# [Document section]
## Begin

Argument df get stored internally to the object m61r. One manipulates the internal data.frame by using internal functions similar to the ones implemented in package m61r for data.frames as arrange, desange, filter, join and its relatives, mutate and transmutate, gather and spread, select, groupe_by, summarise, values and modify. The result of the last action is stored internally to the object m61r until the internal function values get called. It is thus possible to create a readable sequence of actions on a data.frame.

In addition,

  • [.m61r returns a subset of the internal data.frame embedded to the object m61r.

  • [<-.m61r assigns value to the internal data.frame embedded to the object m61r.

  • print.m61r prints the internal data.frame embedded to the object m61r.

  • names.m61r provides the names of the column of the internal data.frame embedded to the object m61r.

  • dim.m61r provides the dimensions of the internal data.frame embedded to the object m61r.

  • as.data.frame.m61r extracts the internal data.frame embedded to the object m61r.

  • cbind.m61r combines by _c_olumns two objects m61r.

  • rbind.m61r combines by _r_ows two objects m61r.

  • left_join, anti_join, full_join, inner_join, right_join, semi_join join two objects m61r.

Finally, it is possible to clone a m61r object into a new one by using the internal function clone.

Examples

# init
  co2 <- m61r(df=CO2)

  # filter
  co2$filter(~Plant=="Qn1")
  co2

  co2$filter(~Type=="Quebec")
  co2

  # select
  co2$select(~Type)
  co2

  co2$select(~c(Plant,Type))
  co2

  co2$select(~-Type)
  co2

  co2$select(variable=~-(Plant:Treatment))
  co2

  # mutate/transmutate
  co2$mutate(z=~conc/uptake)
  co2

  co2$mutate(mean=~mean(uptake))
  co2

  co2$mutate(z1=~uptake/conc,y=~conc/100)
  co2

  co2$transmutate(z2=~uptake/conc,y2=~conc/100)
  co2

  # summarise
  co2$summarise(mean=~mean(uptake),sd=~sd(uptake))
  co2

  co2$group_by(~c(Type,Treatment))
  co2$summarise(mean=~mean(uptake),sd=~sd(uptake))
  co2

  # arrange/dessange
  co2$arrange(~c(conc))
  co2

  co2$arrange(~c(Treatment,conc,uptake))
  co2

  co2$desange(~c(Treatment,conc,uptake))

## End

# [What this exercise asks]
1. In one to three sentences, explain why the m61r documentation says it is possible to create a readable sequence of actions on a data.frame.
2. Please change "shade canopy" to "awning" in the records between the line holding "Expected behaviour: the pointer locates the shade" and the end of the records, inclusive. Give only those lines, with everything else left as it is.
The records that follow are unrelated to the m61r documentation.

# [Input]
## Begin

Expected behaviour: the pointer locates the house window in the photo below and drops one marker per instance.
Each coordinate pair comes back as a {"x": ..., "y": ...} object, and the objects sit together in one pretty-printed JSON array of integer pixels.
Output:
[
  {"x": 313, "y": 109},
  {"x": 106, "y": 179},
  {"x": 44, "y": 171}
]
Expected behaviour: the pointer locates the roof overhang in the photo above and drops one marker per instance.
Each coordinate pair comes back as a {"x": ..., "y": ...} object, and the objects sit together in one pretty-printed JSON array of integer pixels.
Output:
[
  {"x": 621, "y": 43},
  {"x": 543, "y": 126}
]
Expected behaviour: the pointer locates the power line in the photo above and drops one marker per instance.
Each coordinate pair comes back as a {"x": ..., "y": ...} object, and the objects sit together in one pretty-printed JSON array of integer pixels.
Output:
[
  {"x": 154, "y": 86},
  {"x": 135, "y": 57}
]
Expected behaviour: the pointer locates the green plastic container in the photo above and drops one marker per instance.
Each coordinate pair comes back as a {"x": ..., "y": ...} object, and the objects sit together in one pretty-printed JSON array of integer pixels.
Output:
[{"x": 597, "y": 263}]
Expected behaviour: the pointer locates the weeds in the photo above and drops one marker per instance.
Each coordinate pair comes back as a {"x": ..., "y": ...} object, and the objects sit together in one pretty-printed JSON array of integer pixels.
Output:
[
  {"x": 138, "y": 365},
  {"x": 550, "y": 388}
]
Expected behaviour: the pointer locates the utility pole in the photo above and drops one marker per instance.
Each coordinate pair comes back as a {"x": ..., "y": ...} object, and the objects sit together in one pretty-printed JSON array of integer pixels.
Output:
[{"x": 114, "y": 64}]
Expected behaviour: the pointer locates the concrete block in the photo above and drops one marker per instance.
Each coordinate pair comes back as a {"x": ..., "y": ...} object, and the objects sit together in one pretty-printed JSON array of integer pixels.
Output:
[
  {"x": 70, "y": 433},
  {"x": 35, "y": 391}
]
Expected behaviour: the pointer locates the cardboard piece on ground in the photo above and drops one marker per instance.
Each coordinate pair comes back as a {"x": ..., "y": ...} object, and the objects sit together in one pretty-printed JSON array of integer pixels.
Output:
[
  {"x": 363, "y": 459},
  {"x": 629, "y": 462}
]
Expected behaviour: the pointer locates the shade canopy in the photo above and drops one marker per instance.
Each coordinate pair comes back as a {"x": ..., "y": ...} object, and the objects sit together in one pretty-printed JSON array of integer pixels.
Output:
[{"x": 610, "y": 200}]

## End

# [Solutions for each task]
1. The m61r object stores the result of the last action internally until the internal function values is called. Each action therefore works on the stored internal data.frame, so the actions can be written as a readable sequence.

2.
Expected behaviour: the pointer locates the awning in the photo above and drops one marker per instance.
Each coordinate pair comes back as a {"x": ..., "y": ...} object, and the objects sit together in one pretty-printed JSON array of integer pixels.
Output:
[{"x": 610, "y": 200}]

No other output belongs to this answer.